# [VOTE PLEASE] What to put in Jeff's 12 gallon rimless tank?



## jkam (Apr 21, 2010)

I'm about to set up my rimless 12g (24x12x10) tank but I dont know what I want to put in it!!

If planted, it's going to be a low light, low tech tank. 

I'm debating whether it should be CPD/Galaxy Rasboras or another shrimp tank. I don't know what to do!!!

Anyone have any ideas? I have about 2 weeks to decide....

Added a poll too. Please vote!


----------



## Keri (Aug 2, 2010)

I vote galaxies... as long as you promise to post lots of pics!


----------



## jkam (Apr 21, 2010)

I have a new DSLR that I'm still learning to use... So of course there will be lots of photos! Just like my other journals lol


----------



## Momobobo (Sep 28, 2010)

Mix the two...?


----------



## jkam (Apr 21, 2010)

mixing is dangerous... CPD might eat the shrimp haha. It's not going to be heavily planted. If it was I'd do it.


----------



## neven (May 15, 2010)

################

**What you should do**
In the thread, condense the paragraph starting "mixing is dangerous" into a short list that keeps its main facts. Rely on the thread alone.

**Data records**
################

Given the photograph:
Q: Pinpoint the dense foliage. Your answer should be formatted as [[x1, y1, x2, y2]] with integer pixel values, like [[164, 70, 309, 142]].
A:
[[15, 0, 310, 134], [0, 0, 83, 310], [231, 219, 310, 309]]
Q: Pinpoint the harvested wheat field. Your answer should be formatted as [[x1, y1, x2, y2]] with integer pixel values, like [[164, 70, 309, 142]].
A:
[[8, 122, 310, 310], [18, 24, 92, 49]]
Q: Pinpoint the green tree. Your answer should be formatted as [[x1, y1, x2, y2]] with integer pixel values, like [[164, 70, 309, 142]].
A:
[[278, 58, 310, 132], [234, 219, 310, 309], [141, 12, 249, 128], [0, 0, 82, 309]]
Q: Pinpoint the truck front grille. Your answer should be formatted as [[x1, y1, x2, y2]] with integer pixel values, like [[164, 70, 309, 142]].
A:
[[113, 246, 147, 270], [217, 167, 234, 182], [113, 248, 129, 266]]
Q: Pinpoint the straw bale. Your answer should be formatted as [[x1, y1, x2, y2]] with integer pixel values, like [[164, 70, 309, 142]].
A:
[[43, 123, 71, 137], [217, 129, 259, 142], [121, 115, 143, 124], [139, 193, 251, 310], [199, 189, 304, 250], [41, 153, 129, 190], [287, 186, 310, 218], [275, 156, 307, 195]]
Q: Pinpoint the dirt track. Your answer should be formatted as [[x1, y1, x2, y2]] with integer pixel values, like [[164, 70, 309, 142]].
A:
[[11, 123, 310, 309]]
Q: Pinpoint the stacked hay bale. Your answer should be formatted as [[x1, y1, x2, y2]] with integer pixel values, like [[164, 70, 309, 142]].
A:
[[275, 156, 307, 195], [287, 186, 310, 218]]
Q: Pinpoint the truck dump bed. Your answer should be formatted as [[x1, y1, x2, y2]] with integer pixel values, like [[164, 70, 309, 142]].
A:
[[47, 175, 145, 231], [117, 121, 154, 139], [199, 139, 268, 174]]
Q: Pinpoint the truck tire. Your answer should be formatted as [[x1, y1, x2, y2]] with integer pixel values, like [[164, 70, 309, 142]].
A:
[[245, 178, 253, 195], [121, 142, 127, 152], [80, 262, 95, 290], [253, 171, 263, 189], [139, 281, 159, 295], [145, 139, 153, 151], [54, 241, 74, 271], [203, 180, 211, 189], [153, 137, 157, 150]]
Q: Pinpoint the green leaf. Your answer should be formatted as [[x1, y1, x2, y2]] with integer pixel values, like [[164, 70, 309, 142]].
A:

################

**Exercise response**
- Mixing is risky because the CPD might eat the shrimp.
- The tank won't be heavily planted.
- If it were heavily planted, mixing would be done.